# Material provided
>>>>

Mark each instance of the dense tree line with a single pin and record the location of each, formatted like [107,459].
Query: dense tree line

<<<<
>>>>

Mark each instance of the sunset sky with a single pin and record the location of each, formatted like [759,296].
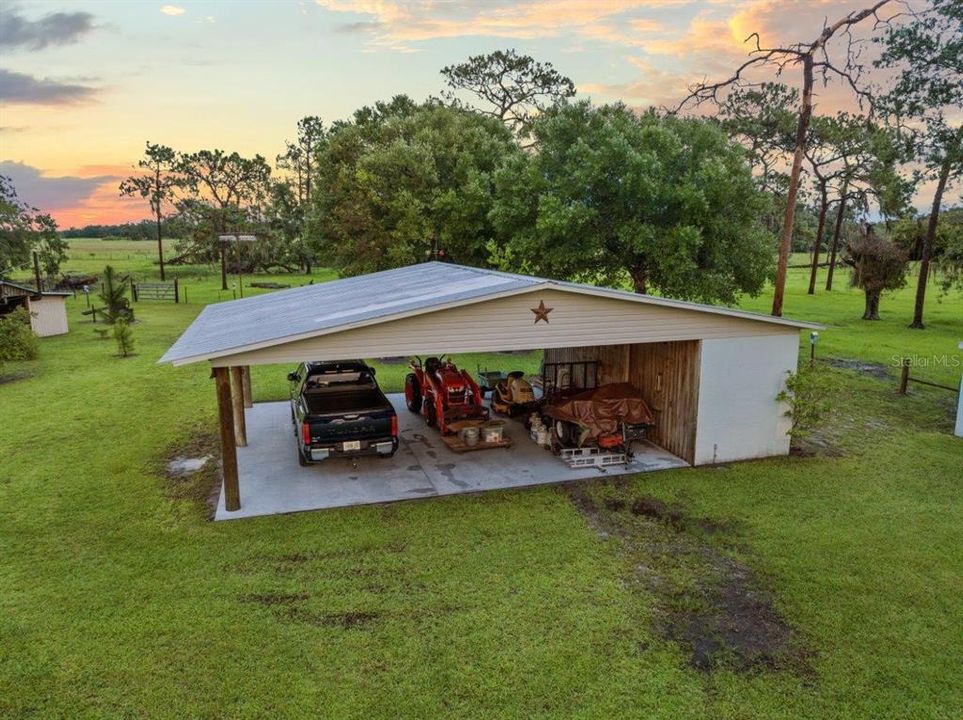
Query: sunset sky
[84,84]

<<<<
>>>>

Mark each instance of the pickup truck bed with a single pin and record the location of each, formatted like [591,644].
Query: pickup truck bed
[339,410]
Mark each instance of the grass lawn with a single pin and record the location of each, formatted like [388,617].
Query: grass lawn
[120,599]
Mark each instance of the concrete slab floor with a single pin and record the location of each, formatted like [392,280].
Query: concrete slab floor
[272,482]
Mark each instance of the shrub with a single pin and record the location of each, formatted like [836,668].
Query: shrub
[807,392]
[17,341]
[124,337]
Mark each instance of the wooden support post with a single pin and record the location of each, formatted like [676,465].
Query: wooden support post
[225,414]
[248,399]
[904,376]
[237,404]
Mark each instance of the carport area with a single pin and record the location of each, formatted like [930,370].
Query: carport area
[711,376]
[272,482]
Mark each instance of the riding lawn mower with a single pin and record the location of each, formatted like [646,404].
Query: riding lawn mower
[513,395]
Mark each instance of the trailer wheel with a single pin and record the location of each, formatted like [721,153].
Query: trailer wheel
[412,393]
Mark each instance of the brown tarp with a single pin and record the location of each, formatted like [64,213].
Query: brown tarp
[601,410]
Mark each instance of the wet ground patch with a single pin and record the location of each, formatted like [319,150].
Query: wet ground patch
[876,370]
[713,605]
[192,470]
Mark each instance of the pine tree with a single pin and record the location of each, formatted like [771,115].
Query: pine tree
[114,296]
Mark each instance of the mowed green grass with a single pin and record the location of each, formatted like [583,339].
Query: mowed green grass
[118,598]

<<<<

# Task
Check each line of the entries, and copy the ones that contain "dense".

# Result for this exercise
Mark each instance of the dense tree line with a single pin and record the location of each, formatted like [107,459].
Query: dense tree line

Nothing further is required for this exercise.